┏━━
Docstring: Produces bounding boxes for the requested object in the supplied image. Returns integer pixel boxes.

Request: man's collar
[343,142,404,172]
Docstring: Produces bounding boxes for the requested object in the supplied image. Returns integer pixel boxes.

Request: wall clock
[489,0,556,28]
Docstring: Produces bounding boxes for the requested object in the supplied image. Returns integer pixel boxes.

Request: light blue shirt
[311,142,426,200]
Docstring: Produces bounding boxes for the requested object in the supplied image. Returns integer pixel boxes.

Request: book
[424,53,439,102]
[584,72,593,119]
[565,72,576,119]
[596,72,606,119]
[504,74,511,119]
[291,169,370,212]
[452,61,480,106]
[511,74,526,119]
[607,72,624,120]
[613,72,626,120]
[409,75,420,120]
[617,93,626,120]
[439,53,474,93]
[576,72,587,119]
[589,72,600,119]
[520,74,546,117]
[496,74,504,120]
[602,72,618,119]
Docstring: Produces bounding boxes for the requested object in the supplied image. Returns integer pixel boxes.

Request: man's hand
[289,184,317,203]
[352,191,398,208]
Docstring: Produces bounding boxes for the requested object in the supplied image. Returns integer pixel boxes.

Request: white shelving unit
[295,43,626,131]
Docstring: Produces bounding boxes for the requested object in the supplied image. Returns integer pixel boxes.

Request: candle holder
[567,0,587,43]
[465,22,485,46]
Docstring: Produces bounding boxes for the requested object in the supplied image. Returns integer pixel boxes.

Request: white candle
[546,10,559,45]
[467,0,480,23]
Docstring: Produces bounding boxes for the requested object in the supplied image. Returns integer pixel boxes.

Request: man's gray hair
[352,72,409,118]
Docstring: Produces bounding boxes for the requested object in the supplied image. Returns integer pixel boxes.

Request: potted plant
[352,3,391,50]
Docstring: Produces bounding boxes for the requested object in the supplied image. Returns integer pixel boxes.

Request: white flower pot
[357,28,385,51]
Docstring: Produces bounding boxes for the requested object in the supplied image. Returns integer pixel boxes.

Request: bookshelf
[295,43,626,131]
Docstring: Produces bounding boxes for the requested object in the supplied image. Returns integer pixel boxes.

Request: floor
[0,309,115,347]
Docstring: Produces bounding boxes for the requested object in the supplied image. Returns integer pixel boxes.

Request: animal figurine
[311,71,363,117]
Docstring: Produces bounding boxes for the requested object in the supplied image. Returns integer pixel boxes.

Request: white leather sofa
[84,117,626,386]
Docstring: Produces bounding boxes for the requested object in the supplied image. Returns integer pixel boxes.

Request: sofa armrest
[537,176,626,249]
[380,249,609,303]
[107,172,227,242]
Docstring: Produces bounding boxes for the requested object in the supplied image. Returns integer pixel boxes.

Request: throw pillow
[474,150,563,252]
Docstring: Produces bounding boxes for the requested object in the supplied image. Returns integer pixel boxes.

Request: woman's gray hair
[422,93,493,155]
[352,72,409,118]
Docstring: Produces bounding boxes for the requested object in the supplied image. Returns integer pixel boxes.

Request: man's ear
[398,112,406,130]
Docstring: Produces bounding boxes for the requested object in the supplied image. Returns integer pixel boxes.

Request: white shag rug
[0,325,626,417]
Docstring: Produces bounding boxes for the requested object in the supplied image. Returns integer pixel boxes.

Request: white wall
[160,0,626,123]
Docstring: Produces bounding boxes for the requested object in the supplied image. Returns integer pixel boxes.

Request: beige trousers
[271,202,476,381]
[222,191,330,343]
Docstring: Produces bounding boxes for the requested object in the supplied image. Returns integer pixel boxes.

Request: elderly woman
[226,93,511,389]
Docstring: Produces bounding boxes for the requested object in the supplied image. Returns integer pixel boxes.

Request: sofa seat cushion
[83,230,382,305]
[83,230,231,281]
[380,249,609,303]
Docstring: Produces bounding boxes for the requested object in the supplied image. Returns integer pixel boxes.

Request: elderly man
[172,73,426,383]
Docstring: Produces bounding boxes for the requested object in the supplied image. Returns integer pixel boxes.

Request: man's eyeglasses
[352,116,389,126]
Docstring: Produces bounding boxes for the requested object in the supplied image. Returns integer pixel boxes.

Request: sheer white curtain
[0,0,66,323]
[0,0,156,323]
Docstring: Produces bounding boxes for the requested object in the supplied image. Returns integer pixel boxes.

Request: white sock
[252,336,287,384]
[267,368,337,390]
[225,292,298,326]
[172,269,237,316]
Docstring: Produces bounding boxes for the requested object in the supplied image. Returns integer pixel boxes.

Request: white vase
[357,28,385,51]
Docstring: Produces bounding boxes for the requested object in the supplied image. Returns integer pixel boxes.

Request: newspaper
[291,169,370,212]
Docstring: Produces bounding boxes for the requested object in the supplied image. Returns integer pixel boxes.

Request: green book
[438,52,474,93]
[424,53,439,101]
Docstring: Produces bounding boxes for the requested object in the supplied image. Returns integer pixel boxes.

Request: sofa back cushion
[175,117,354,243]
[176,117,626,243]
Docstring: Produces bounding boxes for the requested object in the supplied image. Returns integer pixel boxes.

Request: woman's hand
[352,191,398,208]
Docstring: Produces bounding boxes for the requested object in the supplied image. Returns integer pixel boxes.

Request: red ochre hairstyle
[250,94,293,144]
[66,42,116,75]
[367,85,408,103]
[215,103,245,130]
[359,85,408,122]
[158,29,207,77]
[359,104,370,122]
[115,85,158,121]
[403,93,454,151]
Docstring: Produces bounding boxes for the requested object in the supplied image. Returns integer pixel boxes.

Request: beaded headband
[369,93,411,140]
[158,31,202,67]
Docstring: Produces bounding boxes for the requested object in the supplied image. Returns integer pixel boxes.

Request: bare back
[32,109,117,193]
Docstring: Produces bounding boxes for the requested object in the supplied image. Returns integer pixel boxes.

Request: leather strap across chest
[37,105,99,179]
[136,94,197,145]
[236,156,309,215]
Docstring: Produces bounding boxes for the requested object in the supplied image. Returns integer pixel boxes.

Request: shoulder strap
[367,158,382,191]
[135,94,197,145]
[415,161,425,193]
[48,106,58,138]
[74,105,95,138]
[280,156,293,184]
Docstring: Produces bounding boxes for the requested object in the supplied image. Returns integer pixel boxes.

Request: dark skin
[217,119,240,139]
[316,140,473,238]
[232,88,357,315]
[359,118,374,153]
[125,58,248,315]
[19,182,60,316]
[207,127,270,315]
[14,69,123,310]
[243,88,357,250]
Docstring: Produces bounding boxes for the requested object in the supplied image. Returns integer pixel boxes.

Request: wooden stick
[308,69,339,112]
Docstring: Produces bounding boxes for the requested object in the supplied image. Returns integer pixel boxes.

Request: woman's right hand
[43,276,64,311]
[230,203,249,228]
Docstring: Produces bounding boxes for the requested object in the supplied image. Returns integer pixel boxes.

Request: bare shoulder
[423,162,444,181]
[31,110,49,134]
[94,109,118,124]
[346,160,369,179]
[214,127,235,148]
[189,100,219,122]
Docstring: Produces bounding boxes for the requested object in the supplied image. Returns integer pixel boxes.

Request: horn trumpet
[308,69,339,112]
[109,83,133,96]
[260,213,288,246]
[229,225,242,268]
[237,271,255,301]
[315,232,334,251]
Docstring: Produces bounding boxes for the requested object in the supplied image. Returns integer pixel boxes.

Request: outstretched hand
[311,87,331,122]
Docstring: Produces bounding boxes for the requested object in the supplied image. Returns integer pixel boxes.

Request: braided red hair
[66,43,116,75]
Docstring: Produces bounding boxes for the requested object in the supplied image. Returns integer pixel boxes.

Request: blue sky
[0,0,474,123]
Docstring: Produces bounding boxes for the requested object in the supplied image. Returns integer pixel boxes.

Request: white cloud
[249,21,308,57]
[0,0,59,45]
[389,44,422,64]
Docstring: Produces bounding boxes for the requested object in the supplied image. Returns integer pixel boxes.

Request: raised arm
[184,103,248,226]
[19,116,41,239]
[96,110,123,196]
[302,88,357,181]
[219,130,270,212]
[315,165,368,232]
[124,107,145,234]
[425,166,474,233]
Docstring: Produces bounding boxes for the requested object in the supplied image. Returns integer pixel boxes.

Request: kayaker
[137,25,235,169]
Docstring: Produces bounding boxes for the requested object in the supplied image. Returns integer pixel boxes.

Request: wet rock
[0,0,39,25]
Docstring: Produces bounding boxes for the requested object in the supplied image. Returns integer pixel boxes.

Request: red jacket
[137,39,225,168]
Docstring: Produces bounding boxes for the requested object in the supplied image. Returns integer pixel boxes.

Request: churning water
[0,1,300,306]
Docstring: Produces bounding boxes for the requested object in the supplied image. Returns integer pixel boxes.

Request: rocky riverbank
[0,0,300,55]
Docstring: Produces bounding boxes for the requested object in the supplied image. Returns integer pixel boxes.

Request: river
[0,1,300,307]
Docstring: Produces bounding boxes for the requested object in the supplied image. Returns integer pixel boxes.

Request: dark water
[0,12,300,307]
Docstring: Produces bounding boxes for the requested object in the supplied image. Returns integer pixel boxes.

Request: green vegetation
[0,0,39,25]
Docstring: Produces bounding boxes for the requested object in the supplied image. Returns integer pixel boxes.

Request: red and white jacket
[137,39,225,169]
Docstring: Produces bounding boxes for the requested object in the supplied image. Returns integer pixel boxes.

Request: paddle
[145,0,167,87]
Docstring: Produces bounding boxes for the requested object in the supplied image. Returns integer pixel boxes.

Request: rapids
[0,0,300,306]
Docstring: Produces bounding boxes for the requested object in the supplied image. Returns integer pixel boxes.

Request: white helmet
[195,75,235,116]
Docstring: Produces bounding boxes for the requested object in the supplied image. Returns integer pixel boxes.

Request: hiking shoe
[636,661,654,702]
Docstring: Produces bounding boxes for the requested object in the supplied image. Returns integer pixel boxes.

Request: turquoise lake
┗━━
Reproduce the rows word for word, starting at the first line and ending with the line that contains "[311,142,426,200]".

IN RESPONSE:
Docstring: Produces bounding boxes for the requested object in the supplied image. Returns integer pixel boxes.

Request: man's collar
[343,142,404,172]
Docstring: Produces bounding boxes for the requested object in the supplied image. Returns integer pixel boxes.

Request: wall clock
[489,0,556,28]
Docstring: Produces bounding boxes for the requested object in the supplied image. Returns integer pixel boxes.

Request: light blue shirt
[311,142,426,200]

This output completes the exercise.